Print the records again, character for character.

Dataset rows
'''
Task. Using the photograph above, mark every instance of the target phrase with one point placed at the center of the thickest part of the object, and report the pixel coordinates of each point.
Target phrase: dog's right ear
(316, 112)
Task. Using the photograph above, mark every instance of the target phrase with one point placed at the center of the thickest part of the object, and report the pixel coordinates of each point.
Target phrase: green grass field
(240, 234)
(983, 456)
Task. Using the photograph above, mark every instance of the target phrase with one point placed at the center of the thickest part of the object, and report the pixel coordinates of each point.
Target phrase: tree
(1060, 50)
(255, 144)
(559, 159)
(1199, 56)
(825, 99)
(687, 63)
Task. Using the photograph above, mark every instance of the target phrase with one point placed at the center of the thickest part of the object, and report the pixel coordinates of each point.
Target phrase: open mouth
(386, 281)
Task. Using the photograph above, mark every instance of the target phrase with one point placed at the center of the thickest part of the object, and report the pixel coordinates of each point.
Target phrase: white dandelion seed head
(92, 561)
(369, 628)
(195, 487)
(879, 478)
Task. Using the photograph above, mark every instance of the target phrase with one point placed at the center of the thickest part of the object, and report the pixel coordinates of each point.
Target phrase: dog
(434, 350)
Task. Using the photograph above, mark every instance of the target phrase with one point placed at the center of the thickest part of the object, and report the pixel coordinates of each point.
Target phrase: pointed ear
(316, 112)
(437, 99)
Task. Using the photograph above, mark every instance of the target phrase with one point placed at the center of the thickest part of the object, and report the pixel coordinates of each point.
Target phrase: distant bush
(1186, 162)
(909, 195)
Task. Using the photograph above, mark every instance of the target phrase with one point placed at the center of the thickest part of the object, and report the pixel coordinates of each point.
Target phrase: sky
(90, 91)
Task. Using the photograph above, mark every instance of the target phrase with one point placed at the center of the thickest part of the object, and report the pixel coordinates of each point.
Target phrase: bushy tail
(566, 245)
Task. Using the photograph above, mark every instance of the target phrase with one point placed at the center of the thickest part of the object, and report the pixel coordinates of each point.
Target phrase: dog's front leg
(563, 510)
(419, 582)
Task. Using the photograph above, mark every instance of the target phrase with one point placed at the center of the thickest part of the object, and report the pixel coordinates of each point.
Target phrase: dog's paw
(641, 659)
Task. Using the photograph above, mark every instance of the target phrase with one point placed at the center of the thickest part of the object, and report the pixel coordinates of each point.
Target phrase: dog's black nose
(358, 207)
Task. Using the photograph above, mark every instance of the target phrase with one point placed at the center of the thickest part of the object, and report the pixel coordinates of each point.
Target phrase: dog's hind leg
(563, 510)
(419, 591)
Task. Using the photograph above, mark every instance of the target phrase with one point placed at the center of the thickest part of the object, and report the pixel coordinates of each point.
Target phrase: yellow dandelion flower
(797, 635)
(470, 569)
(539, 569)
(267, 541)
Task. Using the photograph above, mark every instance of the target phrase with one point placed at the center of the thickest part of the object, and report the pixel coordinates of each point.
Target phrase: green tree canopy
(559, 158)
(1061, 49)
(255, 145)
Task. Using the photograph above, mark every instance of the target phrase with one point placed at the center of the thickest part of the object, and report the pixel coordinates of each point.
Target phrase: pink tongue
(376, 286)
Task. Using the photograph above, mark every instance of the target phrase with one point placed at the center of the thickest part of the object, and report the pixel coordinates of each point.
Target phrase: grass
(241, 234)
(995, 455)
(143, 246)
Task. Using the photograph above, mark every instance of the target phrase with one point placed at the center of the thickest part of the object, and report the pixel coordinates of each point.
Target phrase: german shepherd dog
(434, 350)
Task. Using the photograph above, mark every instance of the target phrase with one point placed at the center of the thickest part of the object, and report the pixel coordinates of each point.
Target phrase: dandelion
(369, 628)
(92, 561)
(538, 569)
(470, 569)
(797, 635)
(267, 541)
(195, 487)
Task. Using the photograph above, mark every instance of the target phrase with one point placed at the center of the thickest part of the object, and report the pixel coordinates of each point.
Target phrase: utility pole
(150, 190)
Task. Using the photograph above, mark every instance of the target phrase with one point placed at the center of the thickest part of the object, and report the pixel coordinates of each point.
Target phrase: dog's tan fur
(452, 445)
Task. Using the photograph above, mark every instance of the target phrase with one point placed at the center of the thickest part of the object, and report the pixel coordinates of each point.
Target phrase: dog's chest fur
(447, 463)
'''
_Complete response_:
Task. Using the photograph above, mark every instance of the target phrase with one point placed at the center of the thickest part of the object, and report the pixel coordinates of each point.
Target phrase: dog's right ear
(316, 112)
Task. Using the photograph above, mark every instance of the target phrase with one point placed at the center of the thickest part of the object, and report the pixel coordinates of each point.
Target phrase: green grass field
(240, 234)
(983, 456)
Task. Using the photograph above, mark every instance of the target phrase with one point placed at the center of the thickest part of the object, and report the pixel coordinates of each point.
Target phrase: tree
(1060, 50)
(255, 144)
(559, 159)
(1199, 56)
(825, 99)
(687, 63)
Task. Using the photograph above, mark every instance of the target phrase with one point placed at the center of the thickest part of the object, and report the pixel coordinates of each point.
Target phrase: open mouth
(386, 281)
Task. Using the photograph above, mark every instance of the target phrase with one point placed at the center of the thickest part of the object, and report the pixel coordinates of each point.
Target phrase: white dandelion seed head
(92, 561)
(369, 628)
(195, 487)
(879, 478)
Task. Using the photograph above, mark every instance of the target phrase with one point placed at the center of the thickest part of the object, and report the pixel coordinates of each point.
Target phrase: dog
(434, 350)
Task. Using the photograph above, mark every instance of the target phrase with one point placed at the center of the thickest part of the object, and report the pixel coordinates of each point.
Target phrase: pointed ear
(316, 112)
(437, 99)
Task. Using the photograph above, mark every instance of the target phrase with one point placed at the center of the thickest part of the object, and report the pixel coordinates of each point.
Target phrase: distant bush
(1186, 162)
(909, 195)
Task. Using the photograph above, mark every instance of the target phrase with one point placed at the center of the thickest part of the object, and report the pixel coordinates of each point.
Target phrase: sky
(90, 91)
Task. Using the photograph above, mark every instance of the target phrase with one point placed at the center of the thickest part of the object, and report the pixel coordinates of each point.
Target phrase: bushy tail
(566, 245)
Task. Using the photograph above, mark every instance of the target phrase with one point placed at the center of the thickest part of the object, and report the pixel coordinates of each point.
Target phrase: dog's front leg
(563, 510)
(419, 582)
Task. Using the photograph above, mark every instance of the target phrase with one point placed at the center of the thickest part of the object, and report the pixel coordinates of each point.
Target phrase: dog's paw
(641, 659)
Task. Using the photograph above, mark every instance of the target phrase with one point placed at the center of the thickest part of the object, and report the pixel coordinates of each point.
Target phrase: dog's black nose
(358, 207)
Task. Using the photograph above, mark every instance of the target phrase with one point placed at the center of the thickest part of the object, and report the pixel coordinates of each point.
Target phrase: dog's hind leg
(563, 510)
(419, 591)
Task. Using the photograph above, mark every instance of the target phrase with one point placed at the center of the thickest part of the object, and report the pixel coordinates of each point.
Target phrase: yellow dandelion flower
(797, 635)
(470, 569)
(539, 569)
(267, 541)
Task. Using the photograph above, mark every instance of the target phrase with one point placed at the center of the thickest part of the object, and report the pixel coordinates of each point.
Target phrase: green tree canopy
(559, 158)
(1061, 49)
(255, 145)
Task. Using the photograph above, mark every instance of the target phrase with one point placed at the center of the thickest part of the object, and report the pixel coordinates of each point.
Target phrase: pink tongue
(376, 286)
Task. Using the photograph above, mark every instance of the target phrase with one point placed at the center of the thickest part of the object, and report the pixel coordinates of each point.
Target phrase: grass
(241, 234)
(995, 455)
(143, 246)
Task. Using the photograph above, mark every instance of the target phrase with one point placed at the center of the thickest part of the object, and report the pixel coordinates of each point.
Target phrase: german shepherd dog
(434, 350)
Task. Using the photograph above, mark every instance of the target phrase with one point placed at the center of the thickest part of the object, and report the pixel coordinates of each point.
Target phrase: dandelion
(369, 628)
(92, 561)
(538, 569)
(470, 569)
(797, 635)
(267, 541)
(195, 487)
Task. Using the photograph above, mark every instance of the target phrase with one point placed at the center of the thickest part of the object, and report the pixel coordinates of each point.
Target phrase: utility pole
(150, 190)
Task. Using the photograph above, mark every instance of the target phrase with one point placed at the center of the thickest part of the object, and report the pixel coordinates of each point.
Target phrase: dog's tan fur
(452, 445)
Task. Using the photograph above, mark every instance of the target phrase with one point placed at the center of the thickest part of the object, and report the pixel coordinates of each point.
Target phrase: dog's chest fur
(447, 463)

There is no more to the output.